**Challenge**: Quote all of the entries word for word.

**Data**:
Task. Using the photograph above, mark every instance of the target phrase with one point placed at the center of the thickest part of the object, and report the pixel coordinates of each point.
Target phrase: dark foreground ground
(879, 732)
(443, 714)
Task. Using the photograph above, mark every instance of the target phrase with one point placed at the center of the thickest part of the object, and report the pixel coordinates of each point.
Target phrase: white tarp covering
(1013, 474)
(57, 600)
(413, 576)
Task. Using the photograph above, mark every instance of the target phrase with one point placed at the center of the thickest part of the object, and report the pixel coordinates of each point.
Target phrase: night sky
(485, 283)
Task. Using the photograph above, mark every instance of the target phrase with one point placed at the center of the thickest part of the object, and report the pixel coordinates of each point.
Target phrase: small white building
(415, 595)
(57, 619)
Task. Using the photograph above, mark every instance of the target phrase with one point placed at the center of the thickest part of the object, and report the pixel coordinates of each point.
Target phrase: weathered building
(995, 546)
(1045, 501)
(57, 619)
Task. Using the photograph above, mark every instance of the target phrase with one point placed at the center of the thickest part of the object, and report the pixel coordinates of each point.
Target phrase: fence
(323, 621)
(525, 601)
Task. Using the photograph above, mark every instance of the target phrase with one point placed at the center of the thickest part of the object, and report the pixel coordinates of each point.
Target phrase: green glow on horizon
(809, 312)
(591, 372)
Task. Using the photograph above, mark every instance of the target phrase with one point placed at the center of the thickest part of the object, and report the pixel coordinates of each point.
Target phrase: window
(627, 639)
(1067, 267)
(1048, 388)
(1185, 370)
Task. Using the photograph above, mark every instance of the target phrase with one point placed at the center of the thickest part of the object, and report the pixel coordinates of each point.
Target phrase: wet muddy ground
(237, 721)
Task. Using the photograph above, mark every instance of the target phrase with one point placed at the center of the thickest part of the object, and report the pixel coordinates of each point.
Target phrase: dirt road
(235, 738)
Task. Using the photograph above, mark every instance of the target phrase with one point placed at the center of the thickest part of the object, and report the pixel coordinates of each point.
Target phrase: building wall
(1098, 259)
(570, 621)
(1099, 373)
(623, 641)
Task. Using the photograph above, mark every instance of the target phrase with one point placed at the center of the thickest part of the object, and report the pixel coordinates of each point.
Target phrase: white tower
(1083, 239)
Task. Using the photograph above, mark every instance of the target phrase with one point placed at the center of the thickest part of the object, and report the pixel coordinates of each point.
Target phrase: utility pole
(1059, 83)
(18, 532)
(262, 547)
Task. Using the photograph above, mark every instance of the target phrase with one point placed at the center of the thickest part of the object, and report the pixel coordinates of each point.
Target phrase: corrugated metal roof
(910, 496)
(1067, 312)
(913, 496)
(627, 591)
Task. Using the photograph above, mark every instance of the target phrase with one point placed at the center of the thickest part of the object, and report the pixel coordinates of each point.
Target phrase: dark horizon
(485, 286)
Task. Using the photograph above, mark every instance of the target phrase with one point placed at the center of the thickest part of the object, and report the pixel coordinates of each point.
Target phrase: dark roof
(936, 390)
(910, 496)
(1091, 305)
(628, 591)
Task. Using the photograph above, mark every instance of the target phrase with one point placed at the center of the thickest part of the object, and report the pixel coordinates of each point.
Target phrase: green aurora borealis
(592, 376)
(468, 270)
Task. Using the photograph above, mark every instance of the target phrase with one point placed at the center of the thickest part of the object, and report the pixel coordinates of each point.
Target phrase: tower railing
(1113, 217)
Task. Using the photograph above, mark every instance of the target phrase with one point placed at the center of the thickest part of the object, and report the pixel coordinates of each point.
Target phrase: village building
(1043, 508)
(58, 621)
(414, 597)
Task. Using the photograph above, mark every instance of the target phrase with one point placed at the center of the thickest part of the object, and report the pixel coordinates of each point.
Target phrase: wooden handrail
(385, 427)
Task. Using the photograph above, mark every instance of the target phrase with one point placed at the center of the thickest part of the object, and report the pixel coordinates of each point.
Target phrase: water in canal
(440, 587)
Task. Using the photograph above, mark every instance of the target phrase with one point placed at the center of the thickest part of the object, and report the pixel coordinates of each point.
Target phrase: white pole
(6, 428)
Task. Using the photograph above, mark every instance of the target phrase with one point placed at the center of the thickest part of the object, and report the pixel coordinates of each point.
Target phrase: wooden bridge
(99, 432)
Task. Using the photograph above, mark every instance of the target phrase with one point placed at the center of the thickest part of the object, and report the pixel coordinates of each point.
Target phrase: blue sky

**Worked solution**:
Task. Using the photograph above, mark every instance of the target phrase with one point placed at the center of the thickest part of the object, and report the pixel coordinates of each point.
Target phrase: dark foreground ground
(879, 732)
(443, 714)
Task. Using the photograph above, mark every instance of the target phrase with one point placed at the center of the thickest part of the object, and report the pixel coordinates of each point.
Target phrase: white tarp covering
(1013, 474)
(57, 600)
(413, 576)
Task. Using the photograph above, mark every instance of the target phrase with one point placed at the center of the thickest part of the object, and report the pixel coordinates of each point.
Target phrase: night sky
(485, 283)
Task. Using the photograph above, mark every instance of the target phrase with one point placed at the center of the thickest part of the object, and report the pixel coordinates of each point.
Target phrase: small white building
(415, 595)
(57, 619)
Task. Using the photograph above, mark every instance of the target phrase with one point placed at the center of the thickest part of the object, and report the pixel coordinates of each point.
Target phrase: weathered building
(995, 546)
(1045, 501)
(57, 619)
Task. Using the photograph above, mark every instance of the target phrase with one point placed at the center of the thickest part of the object, and report the pixel coordinates of each point.
Target phrase: fence
(323, 621)
(525, 601)
Task. Using the photograph above, mark every instance of the target phrase with one point placed at the center of the thickest part of the object, and report the pixel coordinates of each point.
Target phrase: green glow on horizon
(809, 312)
(591, 372)
Task. Using the photograph above, mark every instance of the target phrase with one point placed at the center of the thickest part of the object, and report the pixel coordinates of each point.
Target phrase: window
(627, 639)
(1067, 267)
(1048, 388)
(1185, 370)
Task. Using the photograph above, mark every instance of the target phrase with one point placed at the center of the thickest part of the object, and report the pixel coordinates of each point.
Target phrase: wet muddy ground
(237, 721)
Task. Using the photograph above, mark every instance of the target phrase with one point placed at the center of the thickest part of the object, and report the pixel coordinates of each point.
Target phrase: dirt road
(235, 738)
Task. Using the photograph above, mark every instance of the target phrase with one point placed at the center of the thickest part of the object, and report the pixel coordinates of each point.
Target phrase: building wall
(1098, 259)
(570, 621)
(1099, 373)
(623, 641)
Task. Using the photograph above, mark every instance of the target phrase with one point placed at the center of the thickest part of the object, and report the pixel coordinates of each point.
Target phrase: white tower
(1083, 239)
Task. Using the photograph above, mark every instance of the target phrase with one point placed at the center of the thickest part of the object, and report the pixel coordinates of each point.
Target phrase: utility pole
(1059, 83)
(18, 532)
(262, 547)
Task. Using the photograph above, mark every instance of the target phrase with one point placed at the center of the thickest part of the object, and report the pixel coordinates of each point.
Target phrase: corrugated metal roof
(910, 496)
(1067, 312)
(913, 496)
(627, 591)
Task. Using the photograph above, mark every instance of the target phrase with one point placed at the center of the thickest part of the object, and report the pixel coordinates of each point.
Target phrase: dark horizon
(485, 286)
Task. Using the photograph above, mark every instance of the target phrase with one point placed at the center of the thickest part of the object, and report the pixel coordinates of each point.
Target phrase: dark roof
(936, 390)
(910, 496)
(1091, 305)
(628, 591)
Task. Using the photograph above, mark every instance of the target phrase with one point placed at the center of the thickest part of the object, and report the pixel coordinates of each point.
Target phrase: green aurora borealis
(592, 376)
(468, 270)
Task. Using the photograph above, mark every instance of the target phrase with one point placed at the center of the thickest part of the object, and report the pixel coordinates of each point.
Target phrase: tower railing
(1113, 217)
Task. Using the photograph above, mark every instance of the target phrase with one point placed at the center of the thickest part of the object, and report the pixel coordinates of each point.
Target phrase: village building
(1043, 508)
(58, 621)
(414, 597)
Task. Using the photograph above, mark every instance of the target phrase with one point placed at the center of the thickest part of the object, and report the pixel coordinates of each point.
Target phrase: wooden handrail
(385, 427)
Task. Using the photograph above, mark every instance of the target phrase with one point placed at the center of the thickest part of the object, and report the pixel coordinates of each point.
Target phrase: water in canal
(440, 587)
Task. Using the photograph above, mark every instance of the target phrase with one point placed at the center of the thickest part of the object, and report the pixel coordinates of each point.
Target phrase: white pole
(6, 428)
Task. Using the photograph above, mark every instance of the target phrase with one point placed at the center of the thickest part of the object, and report the pixel coordinates of each point.
Target phrase: wooden bridge
(99, 432)
Task. Using the photograph above, mark every instance of the target phrase with one point placed at the center of the thickest part of the object, and report the pixel coordinates of each point.
Target phrase: blue sky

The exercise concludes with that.